● **How to complete this task**
According to the passage on Sicilian revolution, why are strangers the enemy in every story of Sicilian revolution? Answer in one to three sentences.
Top of Document passage
A stranger in this town

At the height of the cholera epidemic, a foiled Republican plot for independence leads to mob violence.

Strangers are the enemy in every story of Sicilian revolution. This is because the Sicilian story is one of constant invasion and foreign control. In 1282, during the Sicilian Vespers, anyone who looked or sounded French was killed. The shibboleth was “cece,” the local word for a common food staple, the chickpea. If a stranger could not pronounce the word, he was killed as a foreign invader.

The same fear of outsiders aroused by the Sicilian Vespers was inflamed by the cholera epidemic of 1837. In “The Betrothed,” (called “the most widely read work in the Italian language”) one of the lovers, Renzo Tramaglino, is taken for an “anointer” because he looks like a foreigner. An anointer was someone who, according to the rumor, was sent as an agent of the king, to poison the Sicilian populace with cholera. The story fueled an insurrection, which was violently suppressed by the Bourbon King Ferdinand II.
Bottom of Document passage
Top of Data listing
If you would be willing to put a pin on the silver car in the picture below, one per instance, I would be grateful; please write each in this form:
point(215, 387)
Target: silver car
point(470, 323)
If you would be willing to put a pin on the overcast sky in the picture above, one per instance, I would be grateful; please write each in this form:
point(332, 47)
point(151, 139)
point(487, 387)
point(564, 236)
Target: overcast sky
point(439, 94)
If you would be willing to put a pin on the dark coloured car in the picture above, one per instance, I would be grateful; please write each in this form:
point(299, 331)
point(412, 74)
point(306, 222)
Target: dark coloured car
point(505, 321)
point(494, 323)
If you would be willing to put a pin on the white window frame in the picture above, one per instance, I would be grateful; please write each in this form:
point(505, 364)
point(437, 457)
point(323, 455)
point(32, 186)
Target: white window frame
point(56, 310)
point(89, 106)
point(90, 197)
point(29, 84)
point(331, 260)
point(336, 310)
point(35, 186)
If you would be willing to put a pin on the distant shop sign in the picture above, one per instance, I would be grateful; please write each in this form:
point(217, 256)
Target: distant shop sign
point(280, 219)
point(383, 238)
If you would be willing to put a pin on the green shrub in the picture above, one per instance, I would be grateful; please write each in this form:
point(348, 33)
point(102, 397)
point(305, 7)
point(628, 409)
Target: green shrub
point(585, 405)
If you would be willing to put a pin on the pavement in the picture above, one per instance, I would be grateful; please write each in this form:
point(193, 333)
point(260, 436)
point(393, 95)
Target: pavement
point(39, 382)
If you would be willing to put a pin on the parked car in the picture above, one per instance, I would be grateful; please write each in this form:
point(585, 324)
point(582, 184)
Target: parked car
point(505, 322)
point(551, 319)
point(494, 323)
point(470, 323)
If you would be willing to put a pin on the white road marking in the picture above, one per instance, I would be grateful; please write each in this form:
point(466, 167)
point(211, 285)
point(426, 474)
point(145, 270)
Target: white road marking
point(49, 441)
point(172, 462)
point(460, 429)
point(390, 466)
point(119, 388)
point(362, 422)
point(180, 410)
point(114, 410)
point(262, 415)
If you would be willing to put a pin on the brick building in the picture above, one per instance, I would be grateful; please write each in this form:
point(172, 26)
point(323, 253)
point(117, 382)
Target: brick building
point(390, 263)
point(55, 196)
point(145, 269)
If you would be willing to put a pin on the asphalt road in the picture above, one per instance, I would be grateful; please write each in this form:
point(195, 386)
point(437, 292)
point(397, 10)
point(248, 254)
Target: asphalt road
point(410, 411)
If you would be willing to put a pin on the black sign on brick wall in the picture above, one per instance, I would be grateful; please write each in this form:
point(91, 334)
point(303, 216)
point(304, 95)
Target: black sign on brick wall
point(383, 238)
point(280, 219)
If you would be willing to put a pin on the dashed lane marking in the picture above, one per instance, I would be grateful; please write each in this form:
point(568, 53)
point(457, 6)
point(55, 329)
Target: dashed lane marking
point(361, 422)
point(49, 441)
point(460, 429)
Bottom of Data listing
● **Your response**
Strangers are the enemy because the Sicilian story is one of constant invasion and foreign control. An outsider was therefore seen as a possible foreign invader.